▶ _DIRECTIONS_:
Update the items from the line containing "Locate the damaged" through the end of the items, replacing "headlight" with "headlamp" and leaving everything else unchanged.

▶ _DATA FOR THIS EXERCISE_:
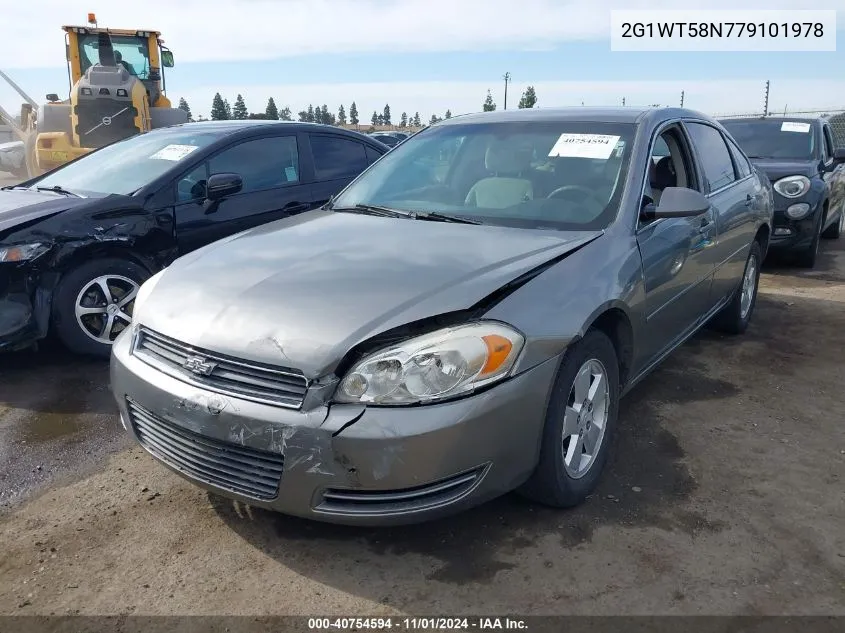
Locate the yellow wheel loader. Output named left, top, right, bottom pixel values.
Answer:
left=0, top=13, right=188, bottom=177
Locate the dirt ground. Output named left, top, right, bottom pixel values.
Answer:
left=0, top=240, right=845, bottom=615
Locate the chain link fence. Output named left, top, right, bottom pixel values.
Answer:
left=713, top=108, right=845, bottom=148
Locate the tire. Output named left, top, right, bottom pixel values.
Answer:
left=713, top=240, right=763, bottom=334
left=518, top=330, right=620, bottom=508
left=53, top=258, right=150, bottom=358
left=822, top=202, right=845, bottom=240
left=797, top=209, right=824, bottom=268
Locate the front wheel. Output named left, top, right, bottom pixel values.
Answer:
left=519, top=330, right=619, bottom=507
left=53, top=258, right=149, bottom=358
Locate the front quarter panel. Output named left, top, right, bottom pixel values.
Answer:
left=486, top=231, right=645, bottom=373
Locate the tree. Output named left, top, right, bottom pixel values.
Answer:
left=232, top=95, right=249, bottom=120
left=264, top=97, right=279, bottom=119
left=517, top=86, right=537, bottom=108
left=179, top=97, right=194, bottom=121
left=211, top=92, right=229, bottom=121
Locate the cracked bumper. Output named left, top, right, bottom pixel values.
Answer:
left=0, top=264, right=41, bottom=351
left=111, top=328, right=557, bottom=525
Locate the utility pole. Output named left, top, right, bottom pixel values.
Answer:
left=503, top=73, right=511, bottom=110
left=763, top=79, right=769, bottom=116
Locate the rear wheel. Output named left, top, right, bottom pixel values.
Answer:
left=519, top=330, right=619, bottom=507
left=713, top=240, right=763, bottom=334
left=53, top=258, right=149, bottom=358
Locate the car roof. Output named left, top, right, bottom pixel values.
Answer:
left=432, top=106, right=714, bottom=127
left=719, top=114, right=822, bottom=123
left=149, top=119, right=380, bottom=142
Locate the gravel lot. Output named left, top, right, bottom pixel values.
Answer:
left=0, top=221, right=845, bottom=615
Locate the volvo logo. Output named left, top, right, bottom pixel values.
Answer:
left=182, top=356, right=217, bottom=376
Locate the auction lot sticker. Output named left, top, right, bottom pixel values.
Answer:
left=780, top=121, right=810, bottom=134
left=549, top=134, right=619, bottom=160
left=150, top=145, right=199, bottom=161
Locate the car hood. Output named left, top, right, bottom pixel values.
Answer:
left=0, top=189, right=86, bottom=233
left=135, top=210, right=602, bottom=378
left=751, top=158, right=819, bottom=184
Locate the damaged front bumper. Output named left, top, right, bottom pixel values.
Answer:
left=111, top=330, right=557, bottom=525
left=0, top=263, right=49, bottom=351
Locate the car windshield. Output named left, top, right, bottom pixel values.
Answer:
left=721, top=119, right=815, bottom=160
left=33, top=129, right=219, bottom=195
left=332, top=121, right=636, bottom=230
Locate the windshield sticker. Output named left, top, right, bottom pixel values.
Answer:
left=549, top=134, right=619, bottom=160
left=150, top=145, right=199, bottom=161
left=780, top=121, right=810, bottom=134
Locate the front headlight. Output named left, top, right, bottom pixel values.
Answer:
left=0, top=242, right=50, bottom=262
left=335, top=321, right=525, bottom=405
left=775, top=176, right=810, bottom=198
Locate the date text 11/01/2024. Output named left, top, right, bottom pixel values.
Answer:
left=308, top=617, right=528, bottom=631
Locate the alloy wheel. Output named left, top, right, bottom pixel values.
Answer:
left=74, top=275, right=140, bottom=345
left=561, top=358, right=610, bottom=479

▶ _TASK SOLUTION_:
Locate the damaged front bumper. Output named left, top, right, bottom pixel values.
Answer:
left=111, top=330, right=557, bottom=525
left=0, top=263, right=49, bottom=351
Locate the car windshield. Output named left, top, right, bottom pixel values.
Answer:
left=721, top=119, right=815, bottom=160
left=33, top=129, right=219, bottom=195
left=332, top=121, right=636, bottom=230
Locate the windshield sticker. Output named left, top, right, bottom pixel values.
Answer:
left=549, top=134, right=619, bottom=160
left=150, top=145, right=199, bottom=161
left=780, top=121, right=810, bottom=134
Locate the front headlamp. Output named left, top, right, bottom pixel values.
Answer:
left=0, top=242, right=50, bottom=262
left=335, top=321, right=525, bottom=405
left=775, top=176, right=810, bottom=198
Locate the date text 11/01/2024. Output named left, top, right, bottom pixel values.
Answer:
left=308, top=617, right=528, bottom=631
Locate the alloy wheel. Output named left, top, right, bottom pixel values.
Answer:
left=74, top=275, right=140, bottom=345
left=561, top=358, right=610, bottom=479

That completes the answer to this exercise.